Swap "rough mask" for "coarse mask" wherever it occurs in the records below, changing nothing else, and leave the pictures out of your answer.

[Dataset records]

● ● ●

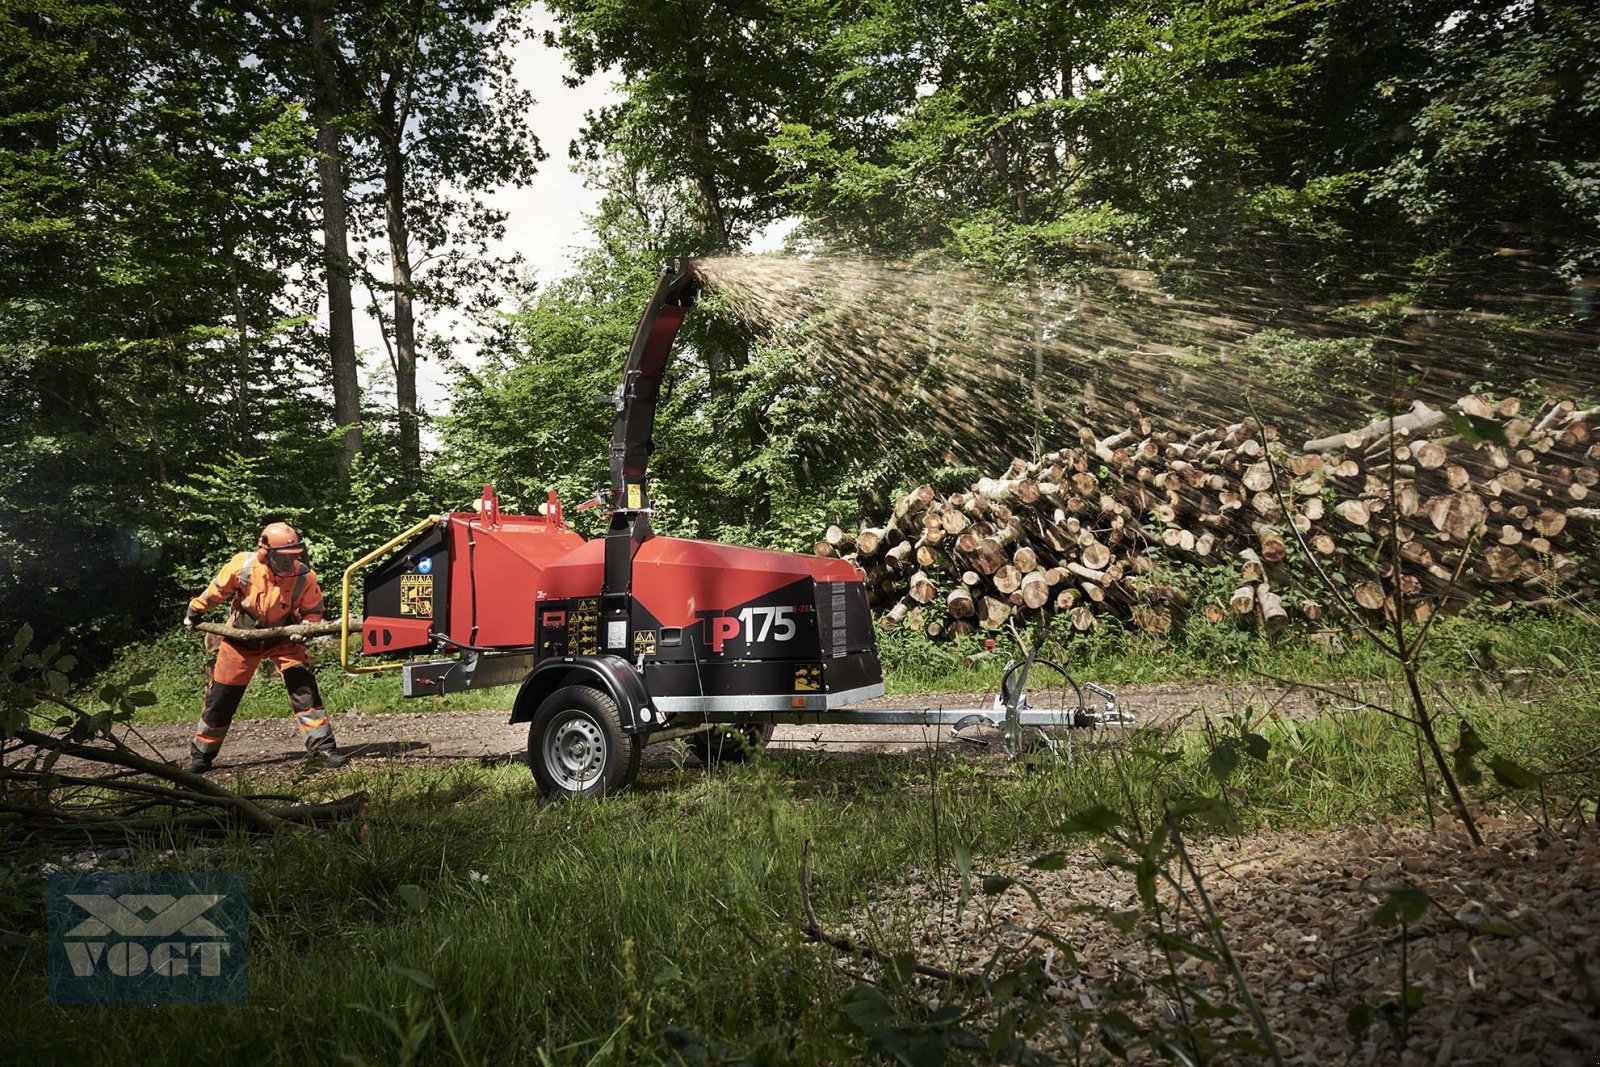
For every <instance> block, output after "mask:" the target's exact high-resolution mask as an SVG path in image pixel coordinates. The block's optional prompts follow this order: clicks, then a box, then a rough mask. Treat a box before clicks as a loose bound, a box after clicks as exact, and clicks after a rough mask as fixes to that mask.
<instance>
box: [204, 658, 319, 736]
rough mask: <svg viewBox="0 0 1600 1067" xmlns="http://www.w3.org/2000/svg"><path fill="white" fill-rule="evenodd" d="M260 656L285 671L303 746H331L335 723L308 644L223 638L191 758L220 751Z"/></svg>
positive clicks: (207, 690)
mask: <svg viewBox="0 0 1600 1067" xmlns="http://www.w3.org/2000/svg"><path fill="white" fill-rule="evenodd" d="M262 659H270V661H272V662H274V664H277V665H278V669H280V670H282V672H283V688H286V689H288V694H290V709H291V710H293V712H294V721H296V725H298V726H299V733H301V737H304V741H306V750H307V752H331V750H333V747H334V744H333V725H331V723H330V721H328V712H326V710H323V707H322V691H320V689H318V688H317V675H315V673H312V669H310V657H309V656H307V654H306V648H304V646H302V645H294V643H291V641H283V643H280V645H274V646H272V648H262V649H254V648H243V646H240V645H235V643H234V641H226V640H224V641H222V646H221V648H219V649H218V657H216V670H214V672H213V678H211V685H210V686H208V688H206V691H205V704H203V707H202V710H200V725H198V726H197V728H195V739H194V742H192V744H190V745H189V755H190V757H195V758H200V760H205V761H206V763H210V761H211V760H214V758H216V753H218V752H221V750H222V741H226V739H227V728H229V726H232V725H234V715H235V712H238V702H240V701H242V699H245V688H246V686H248V685H250V678H251V677H253V675H254V673H256V667H258V665H259V664H261V661H262Z"/></svg>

● ● ●

> RESULT FOR THIS EXERCISE
For every <instance> block, output after "mask:" the target's exact high-resolution mask as an SVG path in image pixel coordinates. The block's optional prompts follow this order: clicks, then a box, then a coarse mask. Treat a box before clicks as a loose bound, a box after clicks as exact, and clicks after a coarse mask as fixes to that mask.
<instance>
box: [204, 658, 319, 736]
coarse mask: <svg viewBox="0 0 1600 1067" xmlns="http://www.w3.org/2000/svg"><path fill="white" fill-rule="evenodd" d="M260 656L285 671L303 746H331L335 723L308 644L223 638L191 758L220 751Z"/></svg>
positive clicks: (207, 690)
mask: <svg viewBox="0 0 1600 1067" xmlns="http://www.w3.org/2000/svg"><path fill="white" fill-rule="evenodd" d="M262 659H270V661H272V662H274V664H277V665H278V669H280V670H282V672H283V688H286V689H288V694H290V709H291V710H293V712H294V721H296V725H298V726H299V733H301V737H304V741H306V750H307V752H331V750H333V747H334V744H333V725H331V723H330V721H328V712H326V710H323V707H322V691H320V689H318V688H317V675H315V673H312V669H310V657H309V656H307V654H306V648H304V646H302V645H294V643H291V641H283V643H280V645H274V646H272V648H262V649H254V648H243V646H240V645H235V643H234V641H226V640H224V641H222V646H221V648H219V649H218V657H216V670H214V672H213V678H211V685H210V686H208V688H206V691H205V704H203V707H202V710H200V725H198V726H197V728H195V739H194V742H192V744H190V745H189V755H190V757H195V758H200V760H205V761H206V763H210V761H211V760H214V758H216V753H218V752H221V750H222V741H226V739H227V728H229V726H232V725H234V715H235V712H238V702H240V701H242V699H245V688H246V686H248V685H250V678H251V677H253V675H254V673H256V667H258V665H259V664H261V661H262Z"/></svg>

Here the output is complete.